**TASK GOAL**
Give back only the lines from the one with "find the wire" through the last line of the data, exactly as they appear.

**DATASET CONTENT**
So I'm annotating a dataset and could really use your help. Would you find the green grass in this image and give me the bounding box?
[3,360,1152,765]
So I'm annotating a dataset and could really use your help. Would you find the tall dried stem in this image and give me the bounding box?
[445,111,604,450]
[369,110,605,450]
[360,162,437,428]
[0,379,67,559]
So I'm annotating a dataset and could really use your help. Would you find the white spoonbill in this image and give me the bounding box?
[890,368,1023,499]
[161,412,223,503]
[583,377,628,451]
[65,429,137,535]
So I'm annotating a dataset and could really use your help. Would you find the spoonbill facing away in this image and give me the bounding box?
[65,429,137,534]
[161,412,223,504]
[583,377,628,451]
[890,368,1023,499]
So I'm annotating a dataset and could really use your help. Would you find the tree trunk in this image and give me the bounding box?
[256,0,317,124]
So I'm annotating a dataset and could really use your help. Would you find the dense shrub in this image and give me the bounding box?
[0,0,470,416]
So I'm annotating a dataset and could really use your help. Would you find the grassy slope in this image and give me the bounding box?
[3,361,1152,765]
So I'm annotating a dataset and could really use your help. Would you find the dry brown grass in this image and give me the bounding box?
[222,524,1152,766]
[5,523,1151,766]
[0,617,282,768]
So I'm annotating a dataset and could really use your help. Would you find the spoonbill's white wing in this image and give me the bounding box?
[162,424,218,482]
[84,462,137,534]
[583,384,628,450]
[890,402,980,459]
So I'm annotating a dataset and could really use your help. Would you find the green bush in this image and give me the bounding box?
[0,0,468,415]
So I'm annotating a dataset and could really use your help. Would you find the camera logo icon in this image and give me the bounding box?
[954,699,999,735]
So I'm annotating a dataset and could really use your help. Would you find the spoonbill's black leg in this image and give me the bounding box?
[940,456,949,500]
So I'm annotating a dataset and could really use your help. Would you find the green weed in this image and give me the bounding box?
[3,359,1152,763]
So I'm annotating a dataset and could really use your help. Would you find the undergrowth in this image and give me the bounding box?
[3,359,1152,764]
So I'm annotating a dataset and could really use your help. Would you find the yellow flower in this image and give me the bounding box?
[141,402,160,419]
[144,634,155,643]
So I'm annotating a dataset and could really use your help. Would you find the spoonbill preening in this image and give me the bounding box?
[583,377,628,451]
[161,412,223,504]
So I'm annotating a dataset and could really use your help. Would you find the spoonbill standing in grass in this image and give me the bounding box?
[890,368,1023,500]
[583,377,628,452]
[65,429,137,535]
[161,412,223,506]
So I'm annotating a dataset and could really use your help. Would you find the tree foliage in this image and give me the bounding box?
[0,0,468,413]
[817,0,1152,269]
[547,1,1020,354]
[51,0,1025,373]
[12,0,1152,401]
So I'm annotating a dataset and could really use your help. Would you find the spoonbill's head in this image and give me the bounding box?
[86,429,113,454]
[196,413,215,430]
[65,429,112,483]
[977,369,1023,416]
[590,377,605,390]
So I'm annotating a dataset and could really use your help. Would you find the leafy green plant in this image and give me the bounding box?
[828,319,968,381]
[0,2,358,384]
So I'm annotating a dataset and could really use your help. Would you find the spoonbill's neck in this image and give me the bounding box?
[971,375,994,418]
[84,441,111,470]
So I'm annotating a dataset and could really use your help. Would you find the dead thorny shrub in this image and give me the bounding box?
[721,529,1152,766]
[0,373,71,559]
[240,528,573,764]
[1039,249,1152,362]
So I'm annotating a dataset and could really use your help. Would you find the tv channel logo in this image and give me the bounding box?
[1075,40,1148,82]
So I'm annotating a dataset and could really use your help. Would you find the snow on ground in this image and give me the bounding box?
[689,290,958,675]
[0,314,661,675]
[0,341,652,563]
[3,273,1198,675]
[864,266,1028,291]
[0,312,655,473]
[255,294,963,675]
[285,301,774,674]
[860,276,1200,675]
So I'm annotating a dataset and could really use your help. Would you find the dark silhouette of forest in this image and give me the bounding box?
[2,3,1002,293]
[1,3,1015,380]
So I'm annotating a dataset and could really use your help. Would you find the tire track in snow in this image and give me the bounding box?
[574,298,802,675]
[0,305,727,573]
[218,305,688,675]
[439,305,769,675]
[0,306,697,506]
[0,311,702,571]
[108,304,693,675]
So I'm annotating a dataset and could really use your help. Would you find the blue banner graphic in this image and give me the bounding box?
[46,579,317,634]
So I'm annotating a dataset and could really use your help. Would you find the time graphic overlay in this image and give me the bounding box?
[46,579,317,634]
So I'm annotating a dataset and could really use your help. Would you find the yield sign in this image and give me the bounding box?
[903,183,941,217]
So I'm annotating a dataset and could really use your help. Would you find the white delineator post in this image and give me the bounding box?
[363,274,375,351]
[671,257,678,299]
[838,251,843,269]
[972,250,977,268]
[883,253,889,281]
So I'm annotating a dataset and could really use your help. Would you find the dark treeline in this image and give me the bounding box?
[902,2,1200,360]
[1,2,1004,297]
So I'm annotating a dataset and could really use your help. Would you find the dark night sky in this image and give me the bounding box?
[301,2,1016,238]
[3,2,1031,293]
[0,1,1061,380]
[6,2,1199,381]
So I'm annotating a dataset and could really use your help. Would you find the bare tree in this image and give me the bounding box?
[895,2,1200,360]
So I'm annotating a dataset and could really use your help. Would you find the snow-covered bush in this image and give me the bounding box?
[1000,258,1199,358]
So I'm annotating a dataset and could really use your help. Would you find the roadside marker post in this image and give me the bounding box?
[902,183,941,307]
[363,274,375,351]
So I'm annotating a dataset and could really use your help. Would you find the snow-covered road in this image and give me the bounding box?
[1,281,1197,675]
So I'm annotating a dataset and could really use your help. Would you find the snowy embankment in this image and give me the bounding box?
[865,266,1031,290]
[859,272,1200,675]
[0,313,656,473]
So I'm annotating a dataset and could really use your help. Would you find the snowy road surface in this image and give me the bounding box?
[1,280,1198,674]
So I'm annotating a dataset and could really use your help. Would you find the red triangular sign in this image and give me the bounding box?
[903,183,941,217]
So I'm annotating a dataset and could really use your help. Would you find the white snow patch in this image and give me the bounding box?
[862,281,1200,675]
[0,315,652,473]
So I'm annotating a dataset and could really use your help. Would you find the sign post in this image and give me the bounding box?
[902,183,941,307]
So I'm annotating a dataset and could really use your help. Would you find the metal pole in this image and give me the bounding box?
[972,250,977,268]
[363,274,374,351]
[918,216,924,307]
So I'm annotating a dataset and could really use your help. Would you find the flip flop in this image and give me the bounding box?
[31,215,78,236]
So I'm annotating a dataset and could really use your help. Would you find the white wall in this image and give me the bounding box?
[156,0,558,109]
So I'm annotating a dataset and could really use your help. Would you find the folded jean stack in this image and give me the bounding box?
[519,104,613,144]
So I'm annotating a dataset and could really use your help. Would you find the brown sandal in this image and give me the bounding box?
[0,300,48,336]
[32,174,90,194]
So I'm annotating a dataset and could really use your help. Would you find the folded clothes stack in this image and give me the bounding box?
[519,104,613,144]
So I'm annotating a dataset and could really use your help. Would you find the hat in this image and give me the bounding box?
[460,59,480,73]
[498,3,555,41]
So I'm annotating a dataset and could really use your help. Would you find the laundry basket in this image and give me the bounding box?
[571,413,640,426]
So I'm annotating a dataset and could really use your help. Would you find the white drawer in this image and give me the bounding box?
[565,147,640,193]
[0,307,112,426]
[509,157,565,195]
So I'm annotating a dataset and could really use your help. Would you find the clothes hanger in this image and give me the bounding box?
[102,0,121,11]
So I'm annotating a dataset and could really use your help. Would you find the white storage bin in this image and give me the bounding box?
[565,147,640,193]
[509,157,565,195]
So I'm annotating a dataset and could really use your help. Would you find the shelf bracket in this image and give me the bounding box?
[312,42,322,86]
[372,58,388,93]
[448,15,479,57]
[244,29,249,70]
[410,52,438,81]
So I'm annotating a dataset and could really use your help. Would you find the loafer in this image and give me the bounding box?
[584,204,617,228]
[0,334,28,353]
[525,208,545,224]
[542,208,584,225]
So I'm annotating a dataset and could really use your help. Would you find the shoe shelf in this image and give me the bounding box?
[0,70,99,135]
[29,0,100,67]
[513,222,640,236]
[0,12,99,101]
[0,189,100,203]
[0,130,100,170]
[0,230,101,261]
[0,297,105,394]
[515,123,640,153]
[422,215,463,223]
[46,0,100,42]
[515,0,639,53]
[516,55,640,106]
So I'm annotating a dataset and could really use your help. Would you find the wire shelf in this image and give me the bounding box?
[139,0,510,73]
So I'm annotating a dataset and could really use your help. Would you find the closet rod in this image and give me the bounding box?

**WRITTEN SOLUTION**
So I'm annotating a dataset and could really use your help. Would you find the wire shelf in this image and give me the bounding box?
[139,0,510,73]
So I'm annotating a dataset and could really use your help. Would you find the closet rod in this image and give me the bounding box?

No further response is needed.